WHAT IS EXPECTED
Send back all of the records, each one exactly as written.

SOURCE MATERIAL
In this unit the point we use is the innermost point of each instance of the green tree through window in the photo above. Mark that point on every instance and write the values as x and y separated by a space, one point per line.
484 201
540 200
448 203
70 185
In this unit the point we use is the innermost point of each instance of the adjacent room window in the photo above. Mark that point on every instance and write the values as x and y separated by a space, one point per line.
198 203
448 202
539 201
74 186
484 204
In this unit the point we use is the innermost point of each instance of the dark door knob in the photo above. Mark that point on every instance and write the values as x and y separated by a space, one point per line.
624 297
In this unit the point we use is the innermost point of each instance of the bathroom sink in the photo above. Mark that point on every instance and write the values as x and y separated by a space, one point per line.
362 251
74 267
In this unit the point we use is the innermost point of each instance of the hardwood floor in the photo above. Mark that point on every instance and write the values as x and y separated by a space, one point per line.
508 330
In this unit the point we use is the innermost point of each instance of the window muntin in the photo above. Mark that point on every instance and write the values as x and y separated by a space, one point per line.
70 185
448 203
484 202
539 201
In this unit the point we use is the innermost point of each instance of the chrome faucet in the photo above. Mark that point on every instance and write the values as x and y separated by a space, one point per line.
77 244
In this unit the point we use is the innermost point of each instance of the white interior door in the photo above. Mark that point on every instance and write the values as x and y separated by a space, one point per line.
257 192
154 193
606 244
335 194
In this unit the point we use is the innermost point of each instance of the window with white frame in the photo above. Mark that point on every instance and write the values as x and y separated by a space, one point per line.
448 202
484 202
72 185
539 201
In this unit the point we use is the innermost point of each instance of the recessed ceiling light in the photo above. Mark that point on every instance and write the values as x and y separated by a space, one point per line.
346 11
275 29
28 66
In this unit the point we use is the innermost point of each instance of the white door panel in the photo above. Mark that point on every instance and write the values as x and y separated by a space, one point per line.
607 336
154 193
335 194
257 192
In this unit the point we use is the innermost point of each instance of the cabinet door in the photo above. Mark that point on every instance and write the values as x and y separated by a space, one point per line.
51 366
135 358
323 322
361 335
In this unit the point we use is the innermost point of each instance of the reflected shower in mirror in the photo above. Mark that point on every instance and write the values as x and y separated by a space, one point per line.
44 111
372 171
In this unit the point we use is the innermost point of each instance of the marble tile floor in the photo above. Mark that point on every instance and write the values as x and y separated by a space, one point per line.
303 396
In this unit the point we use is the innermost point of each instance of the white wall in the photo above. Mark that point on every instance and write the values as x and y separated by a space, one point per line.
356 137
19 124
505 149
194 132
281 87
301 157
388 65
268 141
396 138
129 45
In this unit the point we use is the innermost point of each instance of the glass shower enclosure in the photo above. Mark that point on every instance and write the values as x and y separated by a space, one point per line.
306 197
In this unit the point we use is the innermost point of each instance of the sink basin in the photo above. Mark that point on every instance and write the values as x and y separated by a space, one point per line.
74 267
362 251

PROBLEM SOLUTION
In this unit the point we use is the innermost point of each instance of the green tree through window in the photo above. Mark that point on every instance and write the values as x and y separated by a space, one point per line.
484 201
540 200
448 203
70 185
In this unit the point we use is the innermost point of each instance of the adjacent room window in the photo above. Mark that point on every instance and write the values as x and y separated by a space, one point per line.
198 203
448 202
539 201
74 186
484 204
In this unit the point we use is the innermost point of each instance of the dark door knob in the photo above. Mark that point on every instance and write the values as x and y separated by a space, one point per line.
624 297
In this unit the point we use is the innermost point of each instance of the bathroom sink in the photo above. Mark that point on every instance and write the values as x and y separated by a space, one point per line.
362 251
74 267
In this unit the point we use is the innermost point of each instance of the hardwood floor in the photo above. Mark that point on every instance and write the values as x and y separated by a space, one point per line.
508 330
In this unit the point we use is the innermost point of each instance of the window muntin in the photo above. Mark that point on every instance and write the values as x and y separated by a space, one point per line.
70 185
448 203
484 202
539 201
In this unit the point we use is the innermost point of each instance of the chrome faucet in the photo above. Mark that point on every instance and write the values as x and y separated by a space, one point per line.
77 244
In this unit the point we use is the innermost point of each instance of the white interior door in the photo above. Mark that point on every instance and write the values as x and y separated by a space, one point per line.
257 192
154 193
606 244
335 194
In this unit the point we use is the innermost point of each instance of the window with white frame in the photo above. Mark that point on every instance and write the values as x and y separated by a space, one point per line.
448 202
484 202
72 185
539 201
In this unit the point we use is the innermost point of each instance of the recessed ceiling light in the photo above. Mark that point on every instance and write the values as x and y separated by a space, one point per line.
346 11
275 29
28 66
In this unit the point we use is the innermost point of each instance of the white door panel in the photo above. Mark that point on every instance and write the values as x and y separated by a space, one point per line.
607 336
154 193
335 194
257 192
In this unit the point we use is the innermost point of each instance of the cabinet door in the photo above. Mark that point on every instance and write the values as x and y separated by a space, one point per line.
51 366
135 358
323 322
361 335
In this unit the point we use is the innermost point of each instance of the reflected shower in mirror in the photo above. Mark that point on every instance and write the values as x and y separated by a space, one point per line.
44 111
372 171
In this unit the point we use is the innermost point of each instance of the marble tile floor in the photo above. Mark that point on every instance and write the values as x and y separated by a space, one point per line.
303 396
In this unit the point we use is the innermost point of each instance of the white wall in the photo above. Mark that point on every instance and write the values as x and y separated by a space, one point per line.
356 137
19 124
505 149
194 132
281 87
301 157
388 65
268 141
396 138
129 45
In this unit the point we use is the innermost point of each instance of the glass shower enclosure in the photo above. Mark that point on every instance and write the values as x and y separated by a space, one point per line.
306 197
In this unit the point we use is the innermost point of each instance of the sink basin in the photo above. Mark that point on every instance and write the values as x and y separated by a space, one point per line.
74 267
362 251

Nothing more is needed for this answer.